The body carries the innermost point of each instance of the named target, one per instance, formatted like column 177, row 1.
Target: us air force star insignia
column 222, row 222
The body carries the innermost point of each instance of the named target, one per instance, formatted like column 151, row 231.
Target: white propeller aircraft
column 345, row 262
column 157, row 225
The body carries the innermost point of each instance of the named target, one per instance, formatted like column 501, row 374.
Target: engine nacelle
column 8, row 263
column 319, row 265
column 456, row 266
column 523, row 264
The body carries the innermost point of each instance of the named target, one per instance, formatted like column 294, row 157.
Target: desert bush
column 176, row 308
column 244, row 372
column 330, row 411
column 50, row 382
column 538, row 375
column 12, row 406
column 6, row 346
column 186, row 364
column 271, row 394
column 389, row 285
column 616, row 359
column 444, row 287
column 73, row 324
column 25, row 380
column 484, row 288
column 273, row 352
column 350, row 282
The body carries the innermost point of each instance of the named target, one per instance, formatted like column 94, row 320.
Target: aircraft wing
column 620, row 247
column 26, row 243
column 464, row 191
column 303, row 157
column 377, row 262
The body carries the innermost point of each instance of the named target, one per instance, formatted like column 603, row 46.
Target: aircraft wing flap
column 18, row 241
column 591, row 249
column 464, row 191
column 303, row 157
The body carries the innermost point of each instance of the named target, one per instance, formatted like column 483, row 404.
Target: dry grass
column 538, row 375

-- What needs to be done --
Without skipping a line, retype the full listing.

-- Your response --
The body carries the innermost point of each instance of the named target, one per instance, formatted like column 177, row 1.
Target: us air force star insignia
column 222, row 222
The body carries the innermost point of each instance of the named target, one per instance, formatted like column 151, row 231.
Target: white propeller aircraft
column 345, row 262
column 157, row 225
The body carries the innermost point of each instance of the named target, one per instance, formatted like column 501, row 374.
Target: engine nacelle
column 8, row 263
column 319, row 265
column 456, row 266
column 523, row 264
The body carries the innermost point of each instance of the named target, one per instance, formatted like column 294, row 157.
Target: desert bush
column 176, row 308
column 244, row 372
column 330, row 411
column 50, row 382
column 538, row 375
column 12, row 406
column 6, row 346
column 186, row 364
column 271, row 394
column 389, row 285
column 616, row 359
column 444, row 287
column 73, row 324
column 25, row 380
column 484, row 288
column 273, row 352
column 350, row 282
The body carries the innermost point of each instance of the named target, one per instance, formatted like column 94, row 320.
Target: aircraft wing
column 620, row 247
column 26, row 243
column 464, row 191
column 303, row 157
column 377, row 262
The body carries the innermost point of each instance of the named target, one per instance, formatted like column 603, row 46.
Target: aircraft wing flap
column 18, row 241
column 591, row 249
column 464, row 191
column 303, row 157
The body carries the innermost point of each instance of the named target, one per instance, formatted like column 483, row 404.
Target: dry grass
column 538, row 375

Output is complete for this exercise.